====== Input records
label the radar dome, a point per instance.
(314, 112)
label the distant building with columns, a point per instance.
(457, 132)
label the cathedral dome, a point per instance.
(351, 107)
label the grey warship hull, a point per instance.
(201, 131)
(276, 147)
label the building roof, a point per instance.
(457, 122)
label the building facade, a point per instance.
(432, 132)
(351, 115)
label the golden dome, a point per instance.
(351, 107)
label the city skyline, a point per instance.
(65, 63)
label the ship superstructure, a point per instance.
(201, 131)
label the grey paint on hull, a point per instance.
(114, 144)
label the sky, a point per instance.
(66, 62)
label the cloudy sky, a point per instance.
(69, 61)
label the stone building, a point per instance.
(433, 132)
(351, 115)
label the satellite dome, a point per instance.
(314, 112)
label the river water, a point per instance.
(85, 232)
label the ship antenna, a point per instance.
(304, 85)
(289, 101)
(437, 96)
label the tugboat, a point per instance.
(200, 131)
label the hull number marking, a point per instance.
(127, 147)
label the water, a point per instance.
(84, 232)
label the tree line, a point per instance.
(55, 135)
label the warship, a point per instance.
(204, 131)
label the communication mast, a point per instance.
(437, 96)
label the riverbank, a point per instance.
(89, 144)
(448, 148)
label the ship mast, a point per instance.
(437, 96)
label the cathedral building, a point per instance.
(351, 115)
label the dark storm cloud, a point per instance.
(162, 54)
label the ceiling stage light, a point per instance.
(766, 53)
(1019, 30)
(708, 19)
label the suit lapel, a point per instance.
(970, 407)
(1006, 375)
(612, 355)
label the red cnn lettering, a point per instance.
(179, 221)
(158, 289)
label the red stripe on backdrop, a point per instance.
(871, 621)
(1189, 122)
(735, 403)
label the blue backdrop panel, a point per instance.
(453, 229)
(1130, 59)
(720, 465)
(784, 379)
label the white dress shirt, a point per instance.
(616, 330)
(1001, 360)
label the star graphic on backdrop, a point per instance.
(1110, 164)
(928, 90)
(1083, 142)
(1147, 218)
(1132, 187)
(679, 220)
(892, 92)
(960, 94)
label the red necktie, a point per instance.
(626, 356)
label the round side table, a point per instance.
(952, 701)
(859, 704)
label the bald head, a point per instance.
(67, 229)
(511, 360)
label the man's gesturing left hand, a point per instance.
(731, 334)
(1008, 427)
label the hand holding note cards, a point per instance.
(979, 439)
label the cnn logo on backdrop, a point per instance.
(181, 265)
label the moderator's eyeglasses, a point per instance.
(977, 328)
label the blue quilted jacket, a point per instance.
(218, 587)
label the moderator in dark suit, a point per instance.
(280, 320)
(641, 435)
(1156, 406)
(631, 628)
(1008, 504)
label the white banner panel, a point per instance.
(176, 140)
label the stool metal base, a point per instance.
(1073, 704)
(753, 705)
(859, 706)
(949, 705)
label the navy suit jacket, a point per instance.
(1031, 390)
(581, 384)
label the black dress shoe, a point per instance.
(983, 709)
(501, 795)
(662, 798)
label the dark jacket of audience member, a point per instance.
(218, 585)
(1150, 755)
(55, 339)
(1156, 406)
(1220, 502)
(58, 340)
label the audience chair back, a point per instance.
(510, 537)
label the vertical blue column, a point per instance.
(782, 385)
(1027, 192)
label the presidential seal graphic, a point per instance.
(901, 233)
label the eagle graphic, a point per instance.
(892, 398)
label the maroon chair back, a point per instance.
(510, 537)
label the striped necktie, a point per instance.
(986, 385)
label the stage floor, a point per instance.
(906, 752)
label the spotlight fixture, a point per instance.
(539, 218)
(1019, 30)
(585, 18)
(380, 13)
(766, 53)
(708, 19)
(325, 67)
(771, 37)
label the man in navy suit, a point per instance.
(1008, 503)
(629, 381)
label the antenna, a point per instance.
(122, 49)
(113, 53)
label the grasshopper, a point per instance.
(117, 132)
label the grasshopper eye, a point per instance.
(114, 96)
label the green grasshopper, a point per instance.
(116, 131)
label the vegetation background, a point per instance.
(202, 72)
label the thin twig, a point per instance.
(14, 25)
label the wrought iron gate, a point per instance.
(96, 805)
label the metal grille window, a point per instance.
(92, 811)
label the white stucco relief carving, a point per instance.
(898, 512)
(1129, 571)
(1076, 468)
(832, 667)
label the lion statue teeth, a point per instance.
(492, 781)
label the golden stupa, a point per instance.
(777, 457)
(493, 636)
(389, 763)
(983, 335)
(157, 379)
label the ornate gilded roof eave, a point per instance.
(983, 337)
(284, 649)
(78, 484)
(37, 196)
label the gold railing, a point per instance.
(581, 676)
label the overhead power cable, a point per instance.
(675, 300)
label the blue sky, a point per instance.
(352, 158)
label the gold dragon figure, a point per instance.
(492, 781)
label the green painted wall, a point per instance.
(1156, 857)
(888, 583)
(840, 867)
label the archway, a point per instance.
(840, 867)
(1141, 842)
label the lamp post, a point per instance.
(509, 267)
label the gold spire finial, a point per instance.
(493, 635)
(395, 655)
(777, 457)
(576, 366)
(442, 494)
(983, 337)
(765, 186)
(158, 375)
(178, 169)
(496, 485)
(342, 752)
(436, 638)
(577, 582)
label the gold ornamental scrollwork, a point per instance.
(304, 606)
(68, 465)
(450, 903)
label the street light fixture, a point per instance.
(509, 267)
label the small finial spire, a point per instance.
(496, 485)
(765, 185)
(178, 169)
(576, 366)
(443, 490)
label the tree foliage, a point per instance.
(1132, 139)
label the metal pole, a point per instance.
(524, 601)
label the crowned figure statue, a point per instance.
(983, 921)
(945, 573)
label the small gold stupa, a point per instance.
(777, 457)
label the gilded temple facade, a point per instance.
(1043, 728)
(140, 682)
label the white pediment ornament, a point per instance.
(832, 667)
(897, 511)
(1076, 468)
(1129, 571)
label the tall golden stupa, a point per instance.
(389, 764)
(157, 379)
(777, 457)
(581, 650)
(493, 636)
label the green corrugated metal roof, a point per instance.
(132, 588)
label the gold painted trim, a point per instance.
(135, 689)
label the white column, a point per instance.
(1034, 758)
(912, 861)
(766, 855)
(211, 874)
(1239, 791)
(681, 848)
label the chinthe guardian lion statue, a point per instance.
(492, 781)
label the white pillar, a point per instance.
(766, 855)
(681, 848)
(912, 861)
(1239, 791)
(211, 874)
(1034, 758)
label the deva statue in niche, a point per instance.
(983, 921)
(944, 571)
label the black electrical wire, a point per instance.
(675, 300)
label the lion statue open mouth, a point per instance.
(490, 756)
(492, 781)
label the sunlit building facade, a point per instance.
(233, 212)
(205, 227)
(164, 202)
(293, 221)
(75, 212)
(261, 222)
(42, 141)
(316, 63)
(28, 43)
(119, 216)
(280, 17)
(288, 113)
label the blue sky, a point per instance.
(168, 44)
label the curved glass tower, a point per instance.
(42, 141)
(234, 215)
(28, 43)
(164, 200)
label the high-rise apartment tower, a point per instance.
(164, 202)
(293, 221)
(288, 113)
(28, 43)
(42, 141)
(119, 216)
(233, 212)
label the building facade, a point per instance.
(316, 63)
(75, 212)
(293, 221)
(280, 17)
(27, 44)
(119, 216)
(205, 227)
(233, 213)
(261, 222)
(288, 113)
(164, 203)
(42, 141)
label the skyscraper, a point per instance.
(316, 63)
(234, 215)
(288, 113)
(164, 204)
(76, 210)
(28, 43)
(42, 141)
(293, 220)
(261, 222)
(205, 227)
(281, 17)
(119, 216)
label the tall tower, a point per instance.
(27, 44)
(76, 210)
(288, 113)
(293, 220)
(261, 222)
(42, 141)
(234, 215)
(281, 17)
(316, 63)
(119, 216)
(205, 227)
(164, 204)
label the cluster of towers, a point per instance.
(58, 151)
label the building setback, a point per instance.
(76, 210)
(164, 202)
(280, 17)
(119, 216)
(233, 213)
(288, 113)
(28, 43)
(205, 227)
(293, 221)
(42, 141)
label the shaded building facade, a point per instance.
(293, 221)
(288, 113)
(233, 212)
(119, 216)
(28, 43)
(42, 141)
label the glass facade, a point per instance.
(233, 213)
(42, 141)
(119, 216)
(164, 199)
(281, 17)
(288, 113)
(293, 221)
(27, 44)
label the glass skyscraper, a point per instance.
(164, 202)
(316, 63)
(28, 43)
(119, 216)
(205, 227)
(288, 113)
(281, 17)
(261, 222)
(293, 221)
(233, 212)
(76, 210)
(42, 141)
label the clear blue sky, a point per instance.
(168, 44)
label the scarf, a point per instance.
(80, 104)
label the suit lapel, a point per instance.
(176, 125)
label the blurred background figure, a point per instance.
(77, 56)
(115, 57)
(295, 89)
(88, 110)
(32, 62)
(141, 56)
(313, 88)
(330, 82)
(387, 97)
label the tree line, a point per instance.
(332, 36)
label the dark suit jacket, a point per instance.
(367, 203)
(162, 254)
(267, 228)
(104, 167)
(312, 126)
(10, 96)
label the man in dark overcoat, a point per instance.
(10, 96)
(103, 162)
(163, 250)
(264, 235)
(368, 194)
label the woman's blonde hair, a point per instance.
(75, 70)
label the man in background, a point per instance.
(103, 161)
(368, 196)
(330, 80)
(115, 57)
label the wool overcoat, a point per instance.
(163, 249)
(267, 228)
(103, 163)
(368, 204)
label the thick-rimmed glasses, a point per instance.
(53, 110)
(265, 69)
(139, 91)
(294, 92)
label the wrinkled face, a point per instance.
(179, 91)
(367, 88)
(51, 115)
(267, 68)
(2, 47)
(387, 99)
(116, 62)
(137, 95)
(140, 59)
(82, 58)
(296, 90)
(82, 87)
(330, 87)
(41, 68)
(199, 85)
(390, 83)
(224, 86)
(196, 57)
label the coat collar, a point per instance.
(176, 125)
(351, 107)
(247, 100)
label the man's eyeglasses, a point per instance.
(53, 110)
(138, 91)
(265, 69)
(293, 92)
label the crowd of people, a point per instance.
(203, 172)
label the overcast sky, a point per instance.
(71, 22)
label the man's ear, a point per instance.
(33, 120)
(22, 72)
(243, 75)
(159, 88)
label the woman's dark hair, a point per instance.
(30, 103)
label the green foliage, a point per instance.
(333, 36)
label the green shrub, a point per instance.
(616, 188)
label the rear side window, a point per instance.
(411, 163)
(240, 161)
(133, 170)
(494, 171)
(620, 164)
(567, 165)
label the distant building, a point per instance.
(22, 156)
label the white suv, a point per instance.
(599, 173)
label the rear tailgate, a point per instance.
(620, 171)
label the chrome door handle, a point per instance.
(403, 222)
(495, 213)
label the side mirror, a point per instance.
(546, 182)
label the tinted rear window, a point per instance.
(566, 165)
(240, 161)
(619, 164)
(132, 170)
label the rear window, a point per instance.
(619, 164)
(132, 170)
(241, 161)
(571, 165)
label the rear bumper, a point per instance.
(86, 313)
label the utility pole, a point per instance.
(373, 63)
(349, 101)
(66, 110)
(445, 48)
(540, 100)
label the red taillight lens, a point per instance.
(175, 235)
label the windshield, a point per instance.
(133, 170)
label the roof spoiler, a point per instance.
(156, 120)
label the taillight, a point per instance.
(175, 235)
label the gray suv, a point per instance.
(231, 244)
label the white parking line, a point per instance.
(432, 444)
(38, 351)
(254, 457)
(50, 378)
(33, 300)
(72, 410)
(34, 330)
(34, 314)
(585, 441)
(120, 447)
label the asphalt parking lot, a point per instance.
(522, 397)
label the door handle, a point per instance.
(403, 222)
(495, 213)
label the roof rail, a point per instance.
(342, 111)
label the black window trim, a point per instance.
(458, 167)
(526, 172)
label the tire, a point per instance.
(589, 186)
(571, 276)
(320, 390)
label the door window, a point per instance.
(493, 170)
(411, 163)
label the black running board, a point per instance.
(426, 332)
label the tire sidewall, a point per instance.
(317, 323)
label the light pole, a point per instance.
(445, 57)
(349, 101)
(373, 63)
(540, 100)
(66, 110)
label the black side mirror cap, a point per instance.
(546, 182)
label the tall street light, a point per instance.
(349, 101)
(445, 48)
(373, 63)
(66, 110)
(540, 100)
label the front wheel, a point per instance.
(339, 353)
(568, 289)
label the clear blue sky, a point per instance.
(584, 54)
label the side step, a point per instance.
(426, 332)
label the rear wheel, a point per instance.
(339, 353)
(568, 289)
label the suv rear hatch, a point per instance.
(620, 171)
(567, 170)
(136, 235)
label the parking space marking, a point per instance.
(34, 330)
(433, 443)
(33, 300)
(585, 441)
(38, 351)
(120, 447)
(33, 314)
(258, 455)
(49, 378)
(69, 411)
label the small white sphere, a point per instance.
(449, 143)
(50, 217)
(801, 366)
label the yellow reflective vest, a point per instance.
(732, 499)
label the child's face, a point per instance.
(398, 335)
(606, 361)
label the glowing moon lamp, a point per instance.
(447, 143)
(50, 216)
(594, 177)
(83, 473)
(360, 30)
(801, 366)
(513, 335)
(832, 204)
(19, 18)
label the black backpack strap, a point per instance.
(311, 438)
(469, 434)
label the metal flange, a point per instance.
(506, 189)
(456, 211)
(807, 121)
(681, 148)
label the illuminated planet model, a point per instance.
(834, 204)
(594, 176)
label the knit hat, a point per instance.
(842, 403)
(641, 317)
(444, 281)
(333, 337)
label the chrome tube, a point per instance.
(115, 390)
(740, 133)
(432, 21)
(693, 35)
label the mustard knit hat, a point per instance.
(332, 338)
============
• Exercise instructions: Copy out every line from the one containing "label the illuminated" through the end of the records, requests included, multiplying each coordinate in the answers by 1.75 and rounding to the nearest whole number, with halves rounded up.

• Output:
label the illuminated planet model, a point per instance.
(1460, 357)
(1040, 308)
label the knit hat, a point per instance.
(1474, 705)
(1122, 555)
(777, 492)
(583, 590)
label the chrome tube, a point per instance.
(201, 683)
(1295, 233)
(756, 37)
(1213, 61)
label the mustard knit hat, a point per instance.
(581, 592)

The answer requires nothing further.